» THE TASK
Across the listing below, count the lines holding "wooden". State the number and nothing more.

» DATA FOR ANALYSIS
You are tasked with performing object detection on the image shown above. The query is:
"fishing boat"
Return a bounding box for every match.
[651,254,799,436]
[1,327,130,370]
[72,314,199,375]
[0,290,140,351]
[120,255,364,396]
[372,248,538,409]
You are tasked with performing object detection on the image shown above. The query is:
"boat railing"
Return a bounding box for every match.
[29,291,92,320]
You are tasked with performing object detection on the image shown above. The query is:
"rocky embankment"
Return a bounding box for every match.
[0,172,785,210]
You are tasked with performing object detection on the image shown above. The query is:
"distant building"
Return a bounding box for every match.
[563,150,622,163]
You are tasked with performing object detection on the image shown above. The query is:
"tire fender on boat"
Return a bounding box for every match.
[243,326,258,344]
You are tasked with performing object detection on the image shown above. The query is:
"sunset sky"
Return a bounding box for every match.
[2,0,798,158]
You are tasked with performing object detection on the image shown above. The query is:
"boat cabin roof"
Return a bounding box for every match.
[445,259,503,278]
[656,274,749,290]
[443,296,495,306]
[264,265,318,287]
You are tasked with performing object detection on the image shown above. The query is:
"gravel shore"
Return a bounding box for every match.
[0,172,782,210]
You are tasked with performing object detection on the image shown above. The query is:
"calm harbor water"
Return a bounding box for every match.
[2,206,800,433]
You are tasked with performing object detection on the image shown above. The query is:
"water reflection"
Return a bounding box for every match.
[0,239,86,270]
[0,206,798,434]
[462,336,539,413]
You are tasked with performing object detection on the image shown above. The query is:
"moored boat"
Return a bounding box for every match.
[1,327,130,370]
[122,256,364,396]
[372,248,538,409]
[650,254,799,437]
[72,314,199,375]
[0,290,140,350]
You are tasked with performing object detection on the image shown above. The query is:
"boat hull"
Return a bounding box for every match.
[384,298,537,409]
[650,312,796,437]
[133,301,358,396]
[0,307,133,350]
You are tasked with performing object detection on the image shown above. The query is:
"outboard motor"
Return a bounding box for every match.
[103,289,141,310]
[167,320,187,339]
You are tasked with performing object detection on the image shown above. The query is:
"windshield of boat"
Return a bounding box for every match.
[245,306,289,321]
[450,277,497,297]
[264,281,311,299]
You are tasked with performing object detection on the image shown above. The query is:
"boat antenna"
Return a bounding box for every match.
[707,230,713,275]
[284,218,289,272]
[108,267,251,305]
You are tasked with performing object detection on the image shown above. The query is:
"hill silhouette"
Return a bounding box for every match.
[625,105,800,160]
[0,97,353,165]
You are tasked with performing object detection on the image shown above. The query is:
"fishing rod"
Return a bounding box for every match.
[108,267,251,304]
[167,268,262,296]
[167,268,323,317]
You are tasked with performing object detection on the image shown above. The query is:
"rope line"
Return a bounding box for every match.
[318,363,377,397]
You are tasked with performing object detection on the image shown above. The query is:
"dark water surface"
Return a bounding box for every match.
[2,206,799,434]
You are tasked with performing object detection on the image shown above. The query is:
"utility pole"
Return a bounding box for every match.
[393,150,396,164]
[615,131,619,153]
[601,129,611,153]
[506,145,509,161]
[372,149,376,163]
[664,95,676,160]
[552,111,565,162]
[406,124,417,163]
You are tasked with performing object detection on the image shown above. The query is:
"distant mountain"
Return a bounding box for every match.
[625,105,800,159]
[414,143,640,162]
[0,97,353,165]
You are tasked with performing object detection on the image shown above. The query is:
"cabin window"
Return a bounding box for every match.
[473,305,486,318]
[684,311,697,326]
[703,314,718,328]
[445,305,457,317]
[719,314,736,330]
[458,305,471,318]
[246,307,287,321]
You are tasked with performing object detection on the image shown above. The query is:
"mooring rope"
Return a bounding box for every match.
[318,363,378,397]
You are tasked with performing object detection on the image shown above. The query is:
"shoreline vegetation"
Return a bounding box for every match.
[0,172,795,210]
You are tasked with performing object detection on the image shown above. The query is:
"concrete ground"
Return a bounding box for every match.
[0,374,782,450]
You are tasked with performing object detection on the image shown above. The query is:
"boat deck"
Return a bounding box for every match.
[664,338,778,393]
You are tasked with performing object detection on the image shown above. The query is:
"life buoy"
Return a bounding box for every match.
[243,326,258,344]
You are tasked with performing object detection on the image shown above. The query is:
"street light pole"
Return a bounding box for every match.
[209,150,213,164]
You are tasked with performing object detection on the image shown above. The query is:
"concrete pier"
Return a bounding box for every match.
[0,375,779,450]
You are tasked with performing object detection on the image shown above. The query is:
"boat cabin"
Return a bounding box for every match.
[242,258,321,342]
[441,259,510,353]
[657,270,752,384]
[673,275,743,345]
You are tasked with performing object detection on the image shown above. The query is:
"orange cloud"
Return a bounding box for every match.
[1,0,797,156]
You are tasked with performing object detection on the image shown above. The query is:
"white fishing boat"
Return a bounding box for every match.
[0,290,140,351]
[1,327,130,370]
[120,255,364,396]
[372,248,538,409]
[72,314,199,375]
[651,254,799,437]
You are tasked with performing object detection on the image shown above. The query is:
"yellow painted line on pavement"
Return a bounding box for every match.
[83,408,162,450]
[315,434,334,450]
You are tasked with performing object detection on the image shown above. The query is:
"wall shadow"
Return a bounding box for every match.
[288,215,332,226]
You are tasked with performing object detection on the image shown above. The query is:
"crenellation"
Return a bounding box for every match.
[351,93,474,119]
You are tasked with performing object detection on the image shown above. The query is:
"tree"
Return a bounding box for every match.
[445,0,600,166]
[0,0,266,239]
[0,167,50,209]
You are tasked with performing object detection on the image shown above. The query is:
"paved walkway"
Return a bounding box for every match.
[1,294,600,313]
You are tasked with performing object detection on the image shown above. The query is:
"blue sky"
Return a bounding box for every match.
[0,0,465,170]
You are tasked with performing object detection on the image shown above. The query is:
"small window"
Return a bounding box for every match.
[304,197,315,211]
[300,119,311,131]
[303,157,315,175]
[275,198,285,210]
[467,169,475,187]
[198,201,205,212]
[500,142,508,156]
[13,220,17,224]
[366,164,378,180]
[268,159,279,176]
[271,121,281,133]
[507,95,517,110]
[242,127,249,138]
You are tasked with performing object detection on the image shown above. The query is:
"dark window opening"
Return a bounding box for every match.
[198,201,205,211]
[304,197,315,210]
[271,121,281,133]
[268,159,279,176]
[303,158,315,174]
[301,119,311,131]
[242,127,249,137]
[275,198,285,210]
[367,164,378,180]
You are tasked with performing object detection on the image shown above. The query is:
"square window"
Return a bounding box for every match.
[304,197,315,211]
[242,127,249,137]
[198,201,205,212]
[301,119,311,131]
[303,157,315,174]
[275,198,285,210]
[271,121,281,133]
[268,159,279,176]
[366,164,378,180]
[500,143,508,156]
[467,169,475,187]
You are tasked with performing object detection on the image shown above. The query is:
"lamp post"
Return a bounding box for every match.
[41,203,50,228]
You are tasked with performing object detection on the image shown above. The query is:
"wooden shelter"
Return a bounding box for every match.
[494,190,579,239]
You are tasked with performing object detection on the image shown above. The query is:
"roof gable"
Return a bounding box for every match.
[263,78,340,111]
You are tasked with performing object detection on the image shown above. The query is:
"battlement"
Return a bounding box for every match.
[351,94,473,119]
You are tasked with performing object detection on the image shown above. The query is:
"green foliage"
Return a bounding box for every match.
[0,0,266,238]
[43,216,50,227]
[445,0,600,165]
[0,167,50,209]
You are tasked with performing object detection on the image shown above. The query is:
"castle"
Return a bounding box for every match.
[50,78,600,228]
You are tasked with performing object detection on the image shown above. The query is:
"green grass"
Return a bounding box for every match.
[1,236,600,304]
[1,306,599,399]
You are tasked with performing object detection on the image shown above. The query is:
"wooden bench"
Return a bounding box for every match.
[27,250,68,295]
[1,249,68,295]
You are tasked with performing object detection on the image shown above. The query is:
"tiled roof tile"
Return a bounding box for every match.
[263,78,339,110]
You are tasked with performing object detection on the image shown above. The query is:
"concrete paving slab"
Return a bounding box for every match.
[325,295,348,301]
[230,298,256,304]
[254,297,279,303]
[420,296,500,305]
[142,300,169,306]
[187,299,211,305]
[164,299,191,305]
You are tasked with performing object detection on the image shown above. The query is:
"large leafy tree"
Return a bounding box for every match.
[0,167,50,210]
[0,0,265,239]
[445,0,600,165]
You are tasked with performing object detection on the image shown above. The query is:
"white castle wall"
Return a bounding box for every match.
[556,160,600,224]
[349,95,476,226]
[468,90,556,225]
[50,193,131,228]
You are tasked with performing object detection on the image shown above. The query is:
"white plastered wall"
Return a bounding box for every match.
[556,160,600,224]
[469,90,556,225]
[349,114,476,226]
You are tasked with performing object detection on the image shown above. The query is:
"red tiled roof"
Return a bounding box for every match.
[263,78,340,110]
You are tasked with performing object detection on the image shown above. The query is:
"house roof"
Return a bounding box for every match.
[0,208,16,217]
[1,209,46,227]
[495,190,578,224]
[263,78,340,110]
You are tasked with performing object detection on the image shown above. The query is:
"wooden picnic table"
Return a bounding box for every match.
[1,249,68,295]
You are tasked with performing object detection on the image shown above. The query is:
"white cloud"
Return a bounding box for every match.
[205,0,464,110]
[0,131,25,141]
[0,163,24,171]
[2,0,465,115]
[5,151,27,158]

» RESPONSE
3